***** PROVIDED RECORDS

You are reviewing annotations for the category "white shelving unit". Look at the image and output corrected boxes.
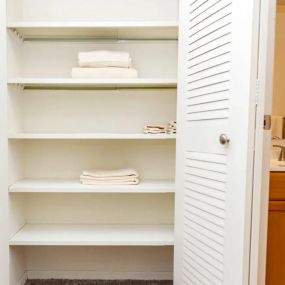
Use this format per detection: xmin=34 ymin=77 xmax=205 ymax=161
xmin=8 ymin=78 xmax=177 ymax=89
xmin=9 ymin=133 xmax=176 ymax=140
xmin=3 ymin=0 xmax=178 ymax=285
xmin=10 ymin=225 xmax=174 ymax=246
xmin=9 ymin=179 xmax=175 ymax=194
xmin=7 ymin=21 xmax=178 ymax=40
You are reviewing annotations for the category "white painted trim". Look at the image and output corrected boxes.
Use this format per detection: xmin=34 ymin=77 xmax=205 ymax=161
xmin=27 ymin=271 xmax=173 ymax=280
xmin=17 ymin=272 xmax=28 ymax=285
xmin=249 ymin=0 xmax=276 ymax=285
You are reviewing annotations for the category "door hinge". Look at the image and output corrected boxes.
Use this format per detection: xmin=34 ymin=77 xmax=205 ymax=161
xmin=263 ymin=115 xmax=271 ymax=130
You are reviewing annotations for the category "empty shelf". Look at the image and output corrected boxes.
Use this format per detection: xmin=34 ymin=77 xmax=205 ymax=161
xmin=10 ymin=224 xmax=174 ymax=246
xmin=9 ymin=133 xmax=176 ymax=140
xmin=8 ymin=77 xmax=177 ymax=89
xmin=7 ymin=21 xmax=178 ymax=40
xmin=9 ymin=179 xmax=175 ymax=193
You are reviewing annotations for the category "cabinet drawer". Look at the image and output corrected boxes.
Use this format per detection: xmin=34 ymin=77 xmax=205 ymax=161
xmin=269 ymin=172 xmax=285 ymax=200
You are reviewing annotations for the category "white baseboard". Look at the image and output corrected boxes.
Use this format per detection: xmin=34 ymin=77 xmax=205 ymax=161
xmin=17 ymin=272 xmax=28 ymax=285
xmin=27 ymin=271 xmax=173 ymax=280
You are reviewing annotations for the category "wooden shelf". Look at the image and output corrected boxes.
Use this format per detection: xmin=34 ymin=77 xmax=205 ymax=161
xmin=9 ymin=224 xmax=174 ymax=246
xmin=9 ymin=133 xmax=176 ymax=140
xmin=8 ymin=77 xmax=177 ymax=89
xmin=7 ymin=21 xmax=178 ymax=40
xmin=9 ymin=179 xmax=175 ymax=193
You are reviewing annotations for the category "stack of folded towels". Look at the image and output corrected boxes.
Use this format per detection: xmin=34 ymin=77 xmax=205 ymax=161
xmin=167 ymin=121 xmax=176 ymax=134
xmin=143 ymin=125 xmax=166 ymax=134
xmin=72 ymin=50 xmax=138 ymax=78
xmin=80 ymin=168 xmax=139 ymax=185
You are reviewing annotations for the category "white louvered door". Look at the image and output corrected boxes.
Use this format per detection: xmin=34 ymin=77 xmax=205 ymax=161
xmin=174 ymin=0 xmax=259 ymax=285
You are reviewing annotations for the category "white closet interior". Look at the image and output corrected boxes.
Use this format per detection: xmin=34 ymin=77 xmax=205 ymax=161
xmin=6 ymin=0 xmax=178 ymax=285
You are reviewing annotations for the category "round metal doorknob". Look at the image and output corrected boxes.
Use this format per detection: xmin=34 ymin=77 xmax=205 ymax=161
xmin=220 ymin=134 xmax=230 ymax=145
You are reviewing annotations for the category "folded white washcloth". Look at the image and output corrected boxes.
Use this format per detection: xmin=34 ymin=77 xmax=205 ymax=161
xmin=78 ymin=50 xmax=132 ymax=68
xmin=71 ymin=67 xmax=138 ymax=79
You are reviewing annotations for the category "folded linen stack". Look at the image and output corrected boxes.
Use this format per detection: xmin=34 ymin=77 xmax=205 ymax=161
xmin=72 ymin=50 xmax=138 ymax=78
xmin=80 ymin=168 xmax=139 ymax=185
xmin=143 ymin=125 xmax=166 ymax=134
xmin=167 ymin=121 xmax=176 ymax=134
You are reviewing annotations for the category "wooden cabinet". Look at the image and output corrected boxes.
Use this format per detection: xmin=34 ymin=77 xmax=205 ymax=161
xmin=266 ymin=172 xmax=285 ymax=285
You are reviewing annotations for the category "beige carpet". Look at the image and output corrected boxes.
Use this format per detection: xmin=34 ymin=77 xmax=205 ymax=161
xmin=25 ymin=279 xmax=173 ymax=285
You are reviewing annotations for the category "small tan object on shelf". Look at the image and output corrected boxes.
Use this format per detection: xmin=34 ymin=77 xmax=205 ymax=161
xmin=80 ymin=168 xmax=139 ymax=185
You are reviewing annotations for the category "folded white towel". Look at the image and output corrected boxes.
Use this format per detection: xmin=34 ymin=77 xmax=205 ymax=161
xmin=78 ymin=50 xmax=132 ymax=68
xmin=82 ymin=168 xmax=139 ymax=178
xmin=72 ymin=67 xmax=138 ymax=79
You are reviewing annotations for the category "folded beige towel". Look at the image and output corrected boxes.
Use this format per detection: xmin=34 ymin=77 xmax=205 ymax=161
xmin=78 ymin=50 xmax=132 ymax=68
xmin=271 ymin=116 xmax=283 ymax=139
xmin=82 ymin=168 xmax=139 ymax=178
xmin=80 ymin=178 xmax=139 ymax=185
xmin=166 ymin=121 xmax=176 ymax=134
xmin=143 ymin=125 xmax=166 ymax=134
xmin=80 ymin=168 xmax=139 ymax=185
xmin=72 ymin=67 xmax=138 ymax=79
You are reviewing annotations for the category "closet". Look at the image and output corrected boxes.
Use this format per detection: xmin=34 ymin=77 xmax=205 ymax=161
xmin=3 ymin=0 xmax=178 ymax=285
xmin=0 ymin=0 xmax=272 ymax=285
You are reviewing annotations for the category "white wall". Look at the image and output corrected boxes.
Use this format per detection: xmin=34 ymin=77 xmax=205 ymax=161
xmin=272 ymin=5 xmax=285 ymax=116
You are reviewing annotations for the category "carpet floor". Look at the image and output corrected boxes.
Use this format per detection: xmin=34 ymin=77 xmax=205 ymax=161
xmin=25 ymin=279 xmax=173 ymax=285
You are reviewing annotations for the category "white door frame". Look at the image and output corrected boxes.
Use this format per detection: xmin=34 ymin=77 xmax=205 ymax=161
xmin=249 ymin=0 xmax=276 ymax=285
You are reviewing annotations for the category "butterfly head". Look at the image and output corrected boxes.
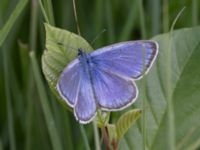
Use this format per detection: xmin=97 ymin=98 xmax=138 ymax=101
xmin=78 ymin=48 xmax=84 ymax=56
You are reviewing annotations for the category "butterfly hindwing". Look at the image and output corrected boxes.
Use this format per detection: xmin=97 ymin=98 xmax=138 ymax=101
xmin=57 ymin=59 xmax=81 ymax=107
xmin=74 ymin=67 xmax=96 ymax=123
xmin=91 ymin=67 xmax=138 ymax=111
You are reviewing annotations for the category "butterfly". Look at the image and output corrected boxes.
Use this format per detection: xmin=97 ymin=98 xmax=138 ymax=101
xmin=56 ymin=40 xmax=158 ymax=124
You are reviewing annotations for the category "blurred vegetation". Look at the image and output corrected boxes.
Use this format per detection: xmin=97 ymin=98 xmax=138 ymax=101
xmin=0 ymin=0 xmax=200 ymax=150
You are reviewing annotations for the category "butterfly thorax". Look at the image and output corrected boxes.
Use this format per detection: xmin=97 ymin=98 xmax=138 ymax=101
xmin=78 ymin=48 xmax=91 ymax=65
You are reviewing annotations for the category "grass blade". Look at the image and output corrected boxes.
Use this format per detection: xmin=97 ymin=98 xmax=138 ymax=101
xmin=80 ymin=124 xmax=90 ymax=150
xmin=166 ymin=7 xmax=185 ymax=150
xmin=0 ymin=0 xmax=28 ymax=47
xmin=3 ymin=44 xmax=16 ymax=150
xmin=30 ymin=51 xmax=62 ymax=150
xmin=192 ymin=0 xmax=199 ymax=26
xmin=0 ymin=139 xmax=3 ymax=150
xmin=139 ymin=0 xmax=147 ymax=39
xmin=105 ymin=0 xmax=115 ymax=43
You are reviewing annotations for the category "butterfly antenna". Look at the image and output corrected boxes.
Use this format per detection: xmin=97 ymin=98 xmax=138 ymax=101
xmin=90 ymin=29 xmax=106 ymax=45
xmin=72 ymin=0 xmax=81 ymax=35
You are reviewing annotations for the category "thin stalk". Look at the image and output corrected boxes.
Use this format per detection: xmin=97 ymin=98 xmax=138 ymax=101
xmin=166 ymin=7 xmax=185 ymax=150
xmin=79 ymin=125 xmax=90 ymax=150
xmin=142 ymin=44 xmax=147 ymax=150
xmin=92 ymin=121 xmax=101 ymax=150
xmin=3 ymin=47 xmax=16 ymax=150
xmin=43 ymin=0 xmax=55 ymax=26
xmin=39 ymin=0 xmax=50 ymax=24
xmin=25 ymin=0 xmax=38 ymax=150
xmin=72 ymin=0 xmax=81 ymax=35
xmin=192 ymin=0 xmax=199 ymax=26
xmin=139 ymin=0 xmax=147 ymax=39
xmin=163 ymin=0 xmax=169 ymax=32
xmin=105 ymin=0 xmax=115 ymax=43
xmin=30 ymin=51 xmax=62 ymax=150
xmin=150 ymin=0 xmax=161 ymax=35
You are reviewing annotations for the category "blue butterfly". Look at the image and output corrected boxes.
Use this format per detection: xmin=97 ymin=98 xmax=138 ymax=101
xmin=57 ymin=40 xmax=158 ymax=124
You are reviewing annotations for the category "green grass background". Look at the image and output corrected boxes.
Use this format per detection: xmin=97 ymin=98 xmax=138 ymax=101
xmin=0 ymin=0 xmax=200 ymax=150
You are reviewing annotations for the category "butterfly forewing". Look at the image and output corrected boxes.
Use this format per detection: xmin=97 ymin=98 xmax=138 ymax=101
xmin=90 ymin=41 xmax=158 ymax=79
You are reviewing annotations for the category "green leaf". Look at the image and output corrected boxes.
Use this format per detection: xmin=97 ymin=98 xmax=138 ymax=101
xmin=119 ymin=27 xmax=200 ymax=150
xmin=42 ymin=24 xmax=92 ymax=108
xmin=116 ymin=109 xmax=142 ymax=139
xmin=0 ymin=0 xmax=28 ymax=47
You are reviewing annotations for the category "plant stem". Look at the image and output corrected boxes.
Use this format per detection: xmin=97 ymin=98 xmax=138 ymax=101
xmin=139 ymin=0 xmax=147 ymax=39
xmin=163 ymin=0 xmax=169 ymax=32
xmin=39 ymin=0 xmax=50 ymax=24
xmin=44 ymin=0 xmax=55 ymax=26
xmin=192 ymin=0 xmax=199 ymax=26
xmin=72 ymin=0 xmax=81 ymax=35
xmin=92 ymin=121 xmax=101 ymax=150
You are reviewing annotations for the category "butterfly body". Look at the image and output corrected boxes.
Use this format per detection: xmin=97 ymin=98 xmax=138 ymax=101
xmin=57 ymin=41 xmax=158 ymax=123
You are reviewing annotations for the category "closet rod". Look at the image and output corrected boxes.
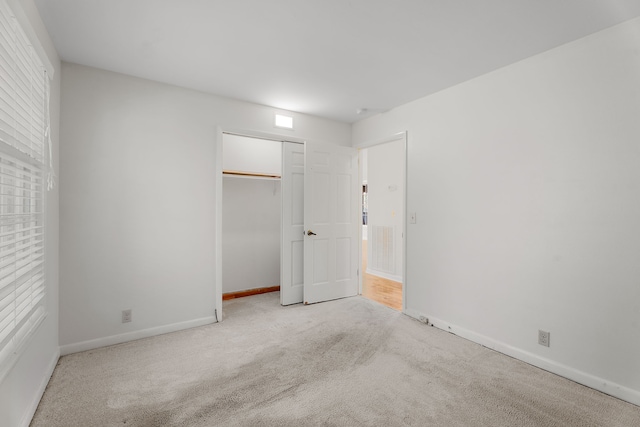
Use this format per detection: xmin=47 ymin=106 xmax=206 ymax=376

**********

[YOUR GOAL]
Report each line of the entries that contains the word "grass", copying the whole line. Case counts.

[COMPLETED TASK]
You are reviewing annotations for the category "grass blade". Look at the image and output corrected boxes.
You are reviewing annotations for the category "green grass background". Look at the image and output corrected boxes.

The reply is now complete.